Assignment ▸
Leave the pictures out, and print everything else in the records exactly.

Exercise inputs ▸
Segment Open
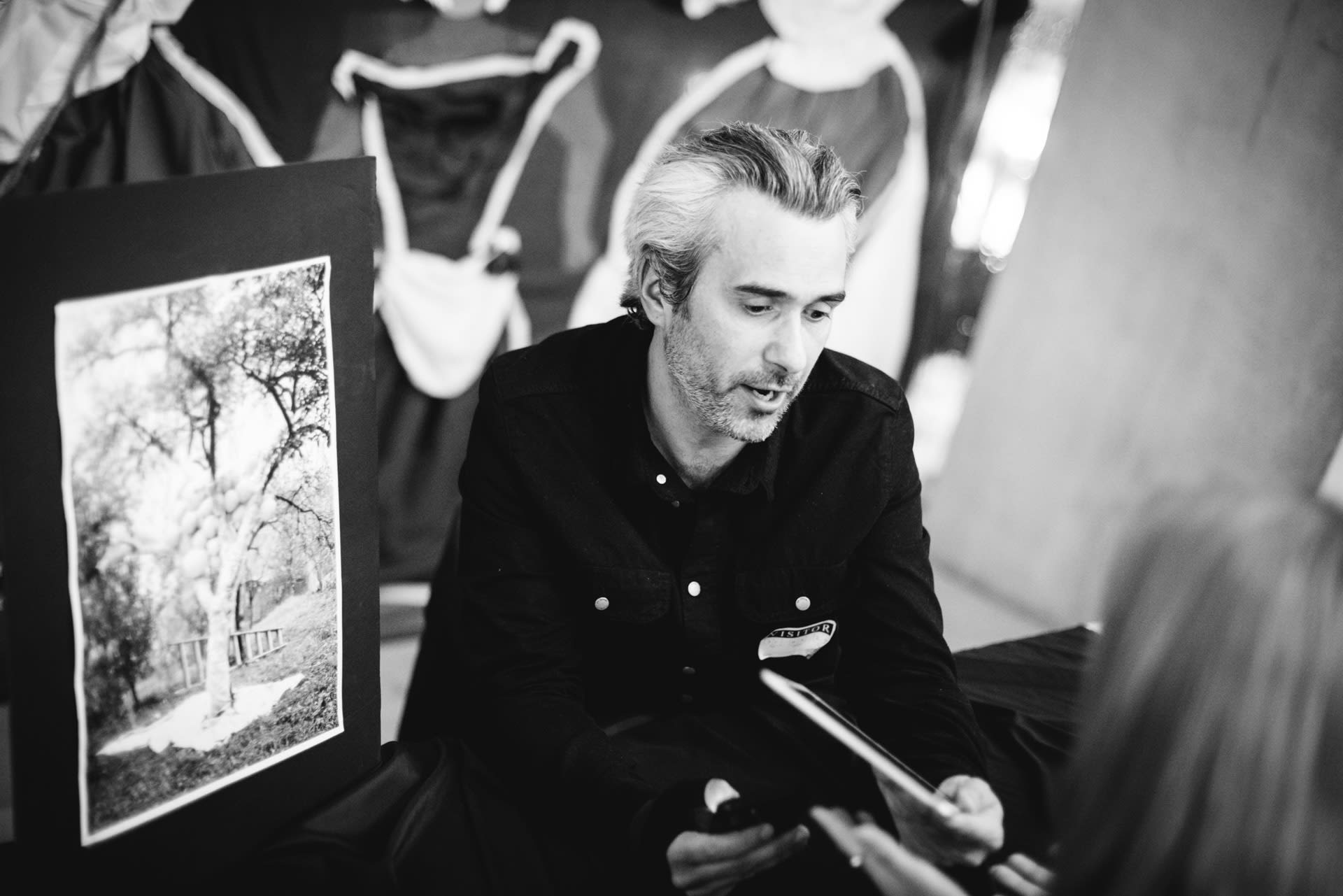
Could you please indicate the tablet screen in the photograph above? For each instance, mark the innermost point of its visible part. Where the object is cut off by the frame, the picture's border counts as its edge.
(830, 720)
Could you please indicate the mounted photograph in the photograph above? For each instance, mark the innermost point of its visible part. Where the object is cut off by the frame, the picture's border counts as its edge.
(198, 434)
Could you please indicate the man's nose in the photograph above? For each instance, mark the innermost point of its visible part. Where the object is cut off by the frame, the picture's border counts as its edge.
(788, 348)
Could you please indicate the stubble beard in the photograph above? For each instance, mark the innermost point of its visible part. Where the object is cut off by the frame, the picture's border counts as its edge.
(696, 386)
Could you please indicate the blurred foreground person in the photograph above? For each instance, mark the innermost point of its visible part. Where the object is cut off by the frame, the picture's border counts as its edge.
(1208, 758)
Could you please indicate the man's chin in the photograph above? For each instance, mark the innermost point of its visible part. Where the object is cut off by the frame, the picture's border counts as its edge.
(756, 427)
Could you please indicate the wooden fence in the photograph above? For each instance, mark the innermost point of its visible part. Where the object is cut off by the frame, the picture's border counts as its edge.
(243, 648)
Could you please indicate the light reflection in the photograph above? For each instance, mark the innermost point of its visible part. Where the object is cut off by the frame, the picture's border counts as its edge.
(1011, 135)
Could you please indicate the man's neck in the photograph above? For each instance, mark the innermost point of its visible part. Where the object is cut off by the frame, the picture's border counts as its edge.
(696, 453)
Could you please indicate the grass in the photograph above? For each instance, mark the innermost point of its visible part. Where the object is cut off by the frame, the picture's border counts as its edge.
(124, 785)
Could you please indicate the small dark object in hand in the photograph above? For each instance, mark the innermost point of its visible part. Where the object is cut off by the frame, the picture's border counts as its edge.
(732, 814)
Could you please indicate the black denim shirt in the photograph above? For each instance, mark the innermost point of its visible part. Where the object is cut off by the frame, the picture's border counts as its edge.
(595, 585)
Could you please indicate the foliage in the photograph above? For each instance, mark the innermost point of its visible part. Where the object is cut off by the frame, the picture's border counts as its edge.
(122, 785)
(118, 617)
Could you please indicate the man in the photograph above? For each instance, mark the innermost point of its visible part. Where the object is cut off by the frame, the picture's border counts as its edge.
(657, 506)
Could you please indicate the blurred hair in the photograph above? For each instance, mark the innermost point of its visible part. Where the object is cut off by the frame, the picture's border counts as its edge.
(671, 229)
(1210, 750)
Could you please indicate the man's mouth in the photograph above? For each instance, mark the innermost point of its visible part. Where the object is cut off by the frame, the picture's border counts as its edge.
(766, 398)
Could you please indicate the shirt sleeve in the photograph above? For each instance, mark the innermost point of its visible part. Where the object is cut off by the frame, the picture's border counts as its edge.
(518, 639)
(896, 671)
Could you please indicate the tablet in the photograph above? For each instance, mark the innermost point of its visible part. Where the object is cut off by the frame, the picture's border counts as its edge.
(806, 702)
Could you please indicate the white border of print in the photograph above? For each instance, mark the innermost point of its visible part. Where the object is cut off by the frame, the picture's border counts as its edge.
(87, 837)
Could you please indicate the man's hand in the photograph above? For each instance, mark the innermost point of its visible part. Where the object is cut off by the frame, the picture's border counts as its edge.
(713, 864)
(1023, 876)
(965, 839)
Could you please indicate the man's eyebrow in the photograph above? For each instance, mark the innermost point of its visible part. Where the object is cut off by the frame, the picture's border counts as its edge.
(769, 292)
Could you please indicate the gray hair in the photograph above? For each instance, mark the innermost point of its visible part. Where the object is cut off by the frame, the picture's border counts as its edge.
(669, 230)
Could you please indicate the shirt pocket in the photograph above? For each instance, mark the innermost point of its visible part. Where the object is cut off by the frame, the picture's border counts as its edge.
(785, 611)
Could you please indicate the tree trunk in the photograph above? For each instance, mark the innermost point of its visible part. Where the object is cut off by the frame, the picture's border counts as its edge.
(218, 688)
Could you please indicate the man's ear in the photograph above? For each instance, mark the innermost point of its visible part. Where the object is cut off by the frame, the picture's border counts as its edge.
(651, 296)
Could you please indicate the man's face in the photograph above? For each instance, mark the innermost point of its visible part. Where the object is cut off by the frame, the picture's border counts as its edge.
(743, 343)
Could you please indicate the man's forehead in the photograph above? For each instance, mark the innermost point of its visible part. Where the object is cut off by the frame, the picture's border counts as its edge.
(756, 241)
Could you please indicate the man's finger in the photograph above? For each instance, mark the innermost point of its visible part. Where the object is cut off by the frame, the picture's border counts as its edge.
(1030, 869)
(695, 846)
(743, 865)
(1014, 883)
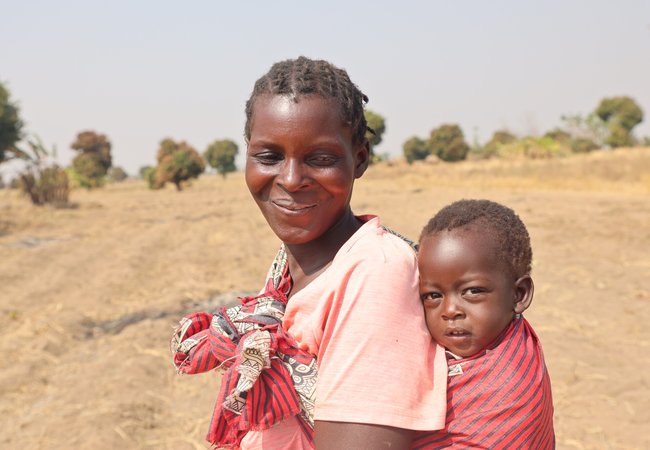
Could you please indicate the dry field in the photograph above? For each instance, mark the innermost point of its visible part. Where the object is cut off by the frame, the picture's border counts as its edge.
(89, 295)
Segment Closed
Solution for this problem ▸
Could you please indicate the tablet screen in the photograph above? For each instance, mark the innermost point of its visible part. Where the object is cut off by the frame, the picture's border counts as its edge.
(830, 720)
Could you please indicate the mounted photograph in the photograph above? For each instance, mark the innermost point of its visible part. Where the object is cut off by the frame, the picture's border counts as its edge.
(198, 434)
Could you please indicate the man's nose in the photograph above? For each instance, mark the innermost point of its visible part. Where the object is cut off by the frame, the picture's border counts as its edge.
(788, 348)
Could you please indicate the stubble beard in the photograph above? For each instance, mark the innermost point of its visible part. Where the object is cut off by the frame, the picture's border counts as its edge.
(696, 386)
Could you please indicate the blurred foreground person in the photograph above? For each instance, mark the innermost point of its visible part. Where the object is cut off by the frame, the picture's border counts as its edge.
(1208, 758)
Could you please indicate the man's chin in the photograph above? For each instance, mark the innermost point of its visible part. Where the object is cut off by the frame, the picture's border counts as its edge.
(756, 427)
Could you please indicate the wooden fence in the photograph above? For each instance, mark the innermost point of its visible part. Where the object is cut off by the frame, the picture's border counts as its edge.
(243, 648)
Could you please indicate the light reflection in the photograph above? For each instance, mark the innermost point of its visible part. Where the object is cut off by the frame, the picture's border counts as its edge.
(1011, 135)
Could you please indicate the man's neck in the photograph above? For each instance, mark the innermost point of its visible part. Where the object is cut off by the frame, the picture's border counts as its edge.
(696, 453)
Could you please indicate the grass in the photograph above? For each instance, mark the innermost point of its visible part. Where the object is cut off by the frame, the picture's border counts as its edge.
(124, 785)
Could you please indicate the small dark object in hand in the photograph above? For each instance, mark the innermost point of its visible part. Where the object is cut off by the frame, the picture's border counts as its edge.
(732, 814)
Could you please indicate the black denim shirt in the photograph above? For each instance, mark the innermost point of its visible part. Where the object is cut off by the frame, the picture's border counts as its edge.
(595, 585)
Could you please indicate the foliage in the photograph above? For each instance, mark the innermost point of its visible part. Where the object is cut off by the frame, the picture's border counts as its edge.
(122, 785)
(118, 617)
Could you please indicate the man in the photograph above? For each instance, mark the innermost point of its visible part. Where the object is cut off by the frame, the picture's border counts as its edge.
(657, 506)
Could you please indicate the blurred hair in the photograph above? For each instance, mark the innermost point of its visible part. Where the object is cut off by the frame, the picture's border counts as its edge.
(671, 229)
(1210, 750)
Could you please indicate the man's mouth in the photograph above? For each instance, mark the innermost point of its visible part. Where the object is cut off by the frame, the picture's border counts as its edge.
(766, 398)
Could you please indicate the shirt sleeve in the photograph above? For each instance, mark the innermost point of its visible part. Where the object is cut off by the frame, the picture's border counts as its edge.
(518, 639)
(896, 671)
Could you please indicate the tablet in the photograph above? For each instance, mark the innermost point of its visible part. Where the object is cut off by the frame, the picture's border counts as its edge.
(806, 702)
Could you please indicate the white border of print in the photograph above? For each instance, mark the innermost point of its visible part. Where the object is cut off by the frame, the picture's border counts as its edge.
(87, 837)
Could you please indicate the man's hand in the photograph above? For each instance, mark the innermost point of its visible part. Where the object is cut off by the frame, the picture's border counts as its edge.
(713, 864)
(1023, 876)
(965, 839)
Could you please indicate the man's eyebrow in the photograph above? For each instance, mark the innermost point of its visible part. Where the object is cut off by the frame, the picture's border counts as its edge.
(769, 292)
Could you please indicate the gray hair in the photograph above? For each instance, mark the innermost point of its visible part. Where the object is cut off by the frame, the picture's border counts as its edge.
(669, 230)
Could you please indicate the shirt pocket in the photograph above? For each instance, mark the innermost point of its visible part. Where the object is cut off by the frame, the picture's border counts as its edge.
(785, 611)
Could you please indicate the tree trunk in the photograph above? For each instance, mark the innermost point of its visible part. Where the object is cut off by the frame, the picture's border counts as its edge.
(218, 688)
Could you please indicate the man's ear in the photograph above? For each instance, mark the innermost point of its visible part. Where the object is cut off by the frame, the picture's border counts as its edge.
(651, 296)
Could you please indicate the man's face in the photograph above? For each instance, mark the innermost point of its visible part. Where the object is cut off by the frame, the picture's border counts as its edge.
(743, 343)
Could you please indicate the man's forehead in the photograph above? For each instance, mark the innermost point of its visible part. Where the object is cut off by the frame, the picture's border counts as its edge.
(756, 241)
Could you please indicate the man's finger in the photograph above? For each instance, mark the innermost point of its visible part. Where the object is cut off by the frame, the picture's border counts as its edge.
(1030, 869)
(695, 846)
(743, 865)
(1014, 883)
Could you please indicate the dry field in the photograph above? For each instance, mark the innermost point of its visible part. Where the object is cut off by the frame, the picture's border counts as its edge.
(89, 295)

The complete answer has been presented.